[Dataset entries]
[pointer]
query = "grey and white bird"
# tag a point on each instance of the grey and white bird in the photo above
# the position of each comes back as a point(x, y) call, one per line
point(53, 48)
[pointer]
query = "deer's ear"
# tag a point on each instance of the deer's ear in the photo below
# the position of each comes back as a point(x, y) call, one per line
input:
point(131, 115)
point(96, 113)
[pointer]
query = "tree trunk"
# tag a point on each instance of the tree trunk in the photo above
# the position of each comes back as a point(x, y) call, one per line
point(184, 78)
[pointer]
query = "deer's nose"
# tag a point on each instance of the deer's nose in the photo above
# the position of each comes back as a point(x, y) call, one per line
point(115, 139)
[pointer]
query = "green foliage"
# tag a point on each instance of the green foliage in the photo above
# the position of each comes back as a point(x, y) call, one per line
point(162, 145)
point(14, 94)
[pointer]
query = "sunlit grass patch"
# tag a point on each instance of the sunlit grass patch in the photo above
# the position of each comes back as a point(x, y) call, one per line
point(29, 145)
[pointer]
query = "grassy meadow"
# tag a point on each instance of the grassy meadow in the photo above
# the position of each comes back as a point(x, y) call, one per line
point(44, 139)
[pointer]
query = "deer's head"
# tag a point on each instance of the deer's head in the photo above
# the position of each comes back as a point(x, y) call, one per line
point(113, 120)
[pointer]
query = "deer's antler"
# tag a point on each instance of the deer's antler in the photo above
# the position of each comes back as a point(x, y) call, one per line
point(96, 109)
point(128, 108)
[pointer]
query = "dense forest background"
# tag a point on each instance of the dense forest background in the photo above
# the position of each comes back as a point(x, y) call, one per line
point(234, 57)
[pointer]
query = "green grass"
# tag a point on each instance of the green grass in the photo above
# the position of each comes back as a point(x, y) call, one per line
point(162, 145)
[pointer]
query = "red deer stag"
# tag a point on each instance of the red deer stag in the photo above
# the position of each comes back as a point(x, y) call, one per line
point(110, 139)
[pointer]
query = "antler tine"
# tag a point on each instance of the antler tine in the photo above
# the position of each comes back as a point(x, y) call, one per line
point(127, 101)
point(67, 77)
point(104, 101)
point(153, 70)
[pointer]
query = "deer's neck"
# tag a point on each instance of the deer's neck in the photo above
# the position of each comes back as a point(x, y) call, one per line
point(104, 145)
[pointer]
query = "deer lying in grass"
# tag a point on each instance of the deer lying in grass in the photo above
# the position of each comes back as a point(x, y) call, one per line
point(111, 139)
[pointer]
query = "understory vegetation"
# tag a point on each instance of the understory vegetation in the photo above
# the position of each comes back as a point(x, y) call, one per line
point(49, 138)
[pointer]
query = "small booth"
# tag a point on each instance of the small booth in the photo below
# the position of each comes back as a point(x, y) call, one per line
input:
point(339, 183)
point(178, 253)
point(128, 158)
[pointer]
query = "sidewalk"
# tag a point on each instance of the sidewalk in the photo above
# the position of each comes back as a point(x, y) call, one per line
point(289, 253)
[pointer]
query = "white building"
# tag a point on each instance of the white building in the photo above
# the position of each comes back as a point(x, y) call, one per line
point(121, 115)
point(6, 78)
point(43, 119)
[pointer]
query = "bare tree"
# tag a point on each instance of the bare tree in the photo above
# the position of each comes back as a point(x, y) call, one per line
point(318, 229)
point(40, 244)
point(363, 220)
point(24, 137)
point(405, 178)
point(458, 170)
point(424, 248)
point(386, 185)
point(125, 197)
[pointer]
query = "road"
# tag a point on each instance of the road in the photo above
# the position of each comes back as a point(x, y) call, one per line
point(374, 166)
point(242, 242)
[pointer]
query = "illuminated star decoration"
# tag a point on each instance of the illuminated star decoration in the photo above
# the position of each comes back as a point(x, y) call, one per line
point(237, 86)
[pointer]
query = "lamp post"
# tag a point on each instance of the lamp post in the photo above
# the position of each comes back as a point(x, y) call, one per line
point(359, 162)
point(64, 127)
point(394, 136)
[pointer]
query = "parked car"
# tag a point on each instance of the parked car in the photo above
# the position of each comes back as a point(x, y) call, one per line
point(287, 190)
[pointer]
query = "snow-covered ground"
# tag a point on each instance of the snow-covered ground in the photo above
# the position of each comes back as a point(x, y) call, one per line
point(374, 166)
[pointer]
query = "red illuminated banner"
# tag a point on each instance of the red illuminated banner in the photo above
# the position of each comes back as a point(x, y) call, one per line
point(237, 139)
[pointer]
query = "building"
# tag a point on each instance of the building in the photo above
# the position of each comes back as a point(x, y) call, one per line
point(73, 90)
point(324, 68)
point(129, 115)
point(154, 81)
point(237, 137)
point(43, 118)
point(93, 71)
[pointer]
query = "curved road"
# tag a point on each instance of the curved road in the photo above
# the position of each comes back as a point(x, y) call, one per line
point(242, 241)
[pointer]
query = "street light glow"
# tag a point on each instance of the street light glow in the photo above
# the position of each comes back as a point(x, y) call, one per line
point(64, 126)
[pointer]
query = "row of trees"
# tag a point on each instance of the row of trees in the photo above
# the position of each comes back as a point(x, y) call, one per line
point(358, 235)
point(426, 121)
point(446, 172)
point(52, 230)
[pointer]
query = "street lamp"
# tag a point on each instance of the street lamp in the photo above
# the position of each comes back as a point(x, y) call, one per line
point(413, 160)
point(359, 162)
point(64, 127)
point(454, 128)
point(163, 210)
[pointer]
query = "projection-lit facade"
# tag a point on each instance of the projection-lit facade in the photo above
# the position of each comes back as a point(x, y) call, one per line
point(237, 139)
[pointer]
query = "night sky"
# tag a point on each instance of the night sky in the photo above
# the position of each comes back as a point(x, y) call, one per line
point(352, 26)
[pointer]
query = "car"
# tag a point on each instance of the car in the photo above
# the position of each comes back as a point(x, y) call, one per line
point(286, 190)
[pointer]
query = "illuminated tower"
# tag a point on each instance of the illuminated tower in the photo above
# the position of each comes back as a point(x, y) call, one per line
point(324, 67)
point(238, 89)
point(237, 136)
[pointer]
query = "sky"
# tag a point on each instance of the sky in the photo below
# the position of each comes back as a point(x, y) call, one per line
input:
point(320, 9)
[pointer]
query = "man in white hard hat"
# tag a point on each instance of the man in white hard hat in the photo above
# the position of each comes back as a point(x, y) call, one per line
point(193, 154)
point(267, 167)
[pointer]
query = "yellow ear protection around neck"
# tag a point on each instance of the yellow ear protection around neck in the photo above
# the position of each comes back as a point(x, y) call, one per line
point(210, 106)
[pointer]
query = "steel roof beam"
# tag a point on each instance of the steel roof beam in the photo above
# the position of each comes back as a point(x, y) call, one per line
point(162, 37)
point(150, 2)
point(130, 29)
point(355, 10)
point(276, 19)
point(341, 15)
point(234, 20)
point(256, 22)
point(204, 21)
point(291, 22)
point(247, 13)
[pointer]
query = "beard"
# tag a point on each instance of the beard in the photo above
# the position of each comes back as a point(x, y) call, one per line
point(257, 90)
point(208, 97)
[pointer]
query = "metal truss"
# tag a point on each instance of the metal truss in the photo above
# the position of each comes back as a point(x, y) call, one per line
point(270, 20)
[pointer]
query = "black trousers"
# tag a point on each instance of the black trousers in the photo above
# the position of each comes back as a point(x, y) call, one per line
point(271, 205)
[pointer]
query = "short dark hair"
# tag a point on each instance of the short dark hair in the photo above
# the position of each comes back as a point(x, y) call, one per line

Goal of the exercise:
Reproduce every one of the records above, line for line, without changing anything.

Output below:
[pointer]
query = "grey and white bird"
# tag a point on each instance of the grey and white bird in the photo above
# the position of each comes back as a point(x, y) call, one per line
point(53, 48)
[pointer]
query = "deer's ear"
# tag a point on each instance of the deer's ear in the photo below
# the position of each comes back as a point(x, y) call, one per line
input:
point(131, 115)
point(96, 113)
[pointer]
query = "tree trunk"
# tag a point on each instance of the tree trunk in the photo above
# the position of each comes back as a point(x, y) call, one per line
point(184, 78)
[pointer]
query = "deer's nose"
# tag a point on each instance of the deer's nose in the photo above
# the position of each comes back as a point(x, y) call, one per line
point(115, 139)
[pointer]
query = "green foliage"
# tag a point on each instance of the green foliage in the photo above
# the position of each comes back as a point(x, y) call, one per line
point(162, 145)
point(14, 94)
[pointer]
query = "sunlit grass patch"
# tag a point on each instance of the sunlit grass patch in the photo above
# the position of each comes back as a point(x, y) call, one per line
point(29, 145)
[pointer]
query = "grassy meadow"
# tag a point on each instance of the grassy meadow in the photo above
# the position of each comes back as a point(x, y) call, one per line
point(44, 139)
[pointer]
query = "deer's head"
# tag a point on each instance of the deer's head in the photo above
# the position of each comes back as a point(x, y) call, one per line
point(113, 120)
[pointer]
query = "deer's antler"
# tag a point on each instance of the deer's antler in the photo above
# the position of each comes back as a point(x, y) call, one per line
point(96, 109)
point(128, 108)
[pointer]
query = "dense forest background"
# tag a point on each instance of the dense forest background in the photo above
# the position of each comes back as a point(x, y) call, one per line
point(234, 57)
[pointer]
query = "green grass"
# tag a point on each instance of the green grass in the photo above
# the position of each comes back as a point(x, y) call, one per line
point(162, 145)
[pointer]
query = "red deer stag"
# tag a point on each instance of the red deer stag in the photo above
# the position of each comes back as a point(x, y) call, one per line
point(110, 139)
[pointer]
query = "antler tine"
# tag a point on each instance of the antler tine in the photo above
# the position of each comes back as a point(x, y) call, one per line
point(127, 101)
point(67, 77)
point(104, 101)
point(153, 70)
[pointer]
query = "deer's neck"
# tag a point on each instance of the deer's neck in the photo above
# the position of each comes back as a point(x, y) call, one per line
point(104, 145)
[pointer]
query = "deer lying in grass"
# tag a point on each instance of the deer lying in grass in the photo above
# the position of each comes back as a point(x, y) call, one per line
point(111, 139)
[pointer]
query = "understory vegetation"
# tag a point on each instance of the understory vegetation in the photo above
# the position of each comes back as a point(x, y) call, one per line
point(49, 138)
[pointer]
query = "small booth"
# tag a point on each instance of the small booth in the photo below
# the position of each comes back as a point(x, y) call, one per line
input:
point(339, 183)
point(178, 253)
point(128, 158)
[pointer]
query = "sidewalk"
# tag a point on each instance of the sidewalk in the photo above
# the position of each comes back as a point(x, y) call, one per line
point(289, 253)
[pointer]
query = "white building"
# tag a point on each instance of the white building in the photo above
# the position of each comes back as a point(x, y) call, one per line
point(121, 115)
point(6, 78)
point(43, 119)
[pointer]
query = "bare tree"
# tag a point on each instance of the bare tree in the photo above
# the position of each comes back as a point(x, y) call, one per line
point(318, 229)
point(40, 244)
point(363, 220)
point(24, 137)
point(405, 178)
point(458, 170)
point(424, 248)
point(386, 185)
point(125, 197)
[pointer]
query = "road"
# tag a point on each instance of the road in the photo above
# the position of each comes back as a point(x, y) call, one per line
point(374, 166)
point(242, 242)
[pointer]
query = "illuminated star decoration"
# tag a point on each instance of the illuminated star decoration in the photo above
# the position of each comes back as a point(x, y) call, one per line
point(237, 86)
[pointer]
query = "lamp post"
# tag a point on each instance of the lamp post in the photo above
# the position of each comes back as a point(x, y) call, one per line
point(359, 162)
point(64, 127)
point(394, 136)
[pointer]
query = "parked car"
# tag a point on each instance of the parked car in the photo above
# the position of each comes back as a point(x, y) call, one per line
point(287, 190)
[pointer]
query = "snow-covered ground"
# tag a point on each instance of the snow-covered ground in the photo above
# the position of each comes back as a point(x, y) call, one per line
point(374, 166)
[pointer]
query = "red illuminated banner"
# tag a point on each instance of the red illuminated banner in the photo above
# the position of each comes back as a point(x, y) call, one per line
point(237, 139)
[pointer]
query = "building"
# tag a point on each instance of the building in the photo above
# the position of each comes back as a point(x, y) call, one per line
point(73, 90)
point(324, 68)
point(129, 115)
point(154, 81)
point(237, 137)
point(43, 118)
point(93, 71)
[pointer]
query = "curved road"
# tag a point on each instance of the curved road in the photo above
# the position of each comes back as a point(x, y) call, one per line
point(242, 241)
[pointer]
query = "street light glow"
# tag a point on each instance of the street light glow in the photo above
# the position of each comes back as a point(x, y) call, one per line
point(64, 126)
[pointer]
query = "row of trees"
# tag a point on each instance of the row of trees in the photo above
# the position of each comes back as a point(x, y) call, one per line
point(358, 235)
point(426, 121)
point(446, 172)
point(52, 230)
[pointer]
query = "street lamp"
# tag a point on each instance of the street lamp in the photo above
# the position of each comes back as a point(x, y) call, one per line
point(413, 160)
point(359, 162)
point(64, 127)
point(454, 128)
point(163, 210)
[pointer]
query = "projection-lit facade"
# tag a point on each instance of the projection-lit facade in the photo above
# the position of each comes back as a point(x, y) call, one per line
point(237, 139)
[pointer]
query = "night sky"
# tag a point on each instance of the night sky in the photo above
# the position of each comes back as a point(x, y) call, one per line
point(352, 26)
[pointer]
query = "car"
# tag a point on each instance of the car in the photo above
# the position of each comes back as a point(x, y) call, one per line
point(286, 190)
[pointer]
query = "illuminated tower"
# tag a point on each instance of the illuminated tower in the photo above
# the position of each comes back as a point(x, y) call, one per line
point(324, 67)
point(238, 89)
point(237, 136)
[pointer]
query = "sky"
# tag a point on each instance of the sky in the photo below
# the position of each comes back as a point(x, y) call, one per line
input:
point(320, 9)
[pointer]
query = "man in white hard hat"
# tag a point on each instance of the man in white hard hat in the photo above
# the position of each comes back as a point(x, y) call, one per line
point(193, 154)
point(267, 167)
[pointer]
query = "yellow ear protection around neck"
# tag a point on each instance of the yellow ear protection around neck in the photo above
# the position of each comes back as a point(x, y) call, one per line
point(210, 106)
[pointer]
query = "steel roof beam"
# tag a point on each instance of the steel roof beam in the photo above
# the position of each comes back as a point(x, y) call, one per line
point(162, 37)
point(150, 2)
point(130, 29)
point(355, 10)
point(276, 19)
point(341, 15)
point(234, 20)
point(256, 22)
point(204, 21)
point(291, 22)
point(247, 13)
[pointer]
query = "beard"
# tag a point on each instance of the beard in the photo above
# the position of each comes back as a point(x, y) call, one per line
point(257, 90)
point(208, 97)
[pointer]
query = "metal truss"
# tag a point on each instance of the metal truss in the photo above
# the position of each comes back as a point(x, y) call, one per line
point(270, 20)
[pointer]
query = "black trousers"
# tag a point on each instance of the black trousers in the photo above
# the position of each comes back as a point(x, y) call, one per line
point(271, 205)
[pointer]
query = "short dark hair"
# tag a point on each instance of the short dark hair in the photo above
# the position of each comes back as a point(x, y) call, one per line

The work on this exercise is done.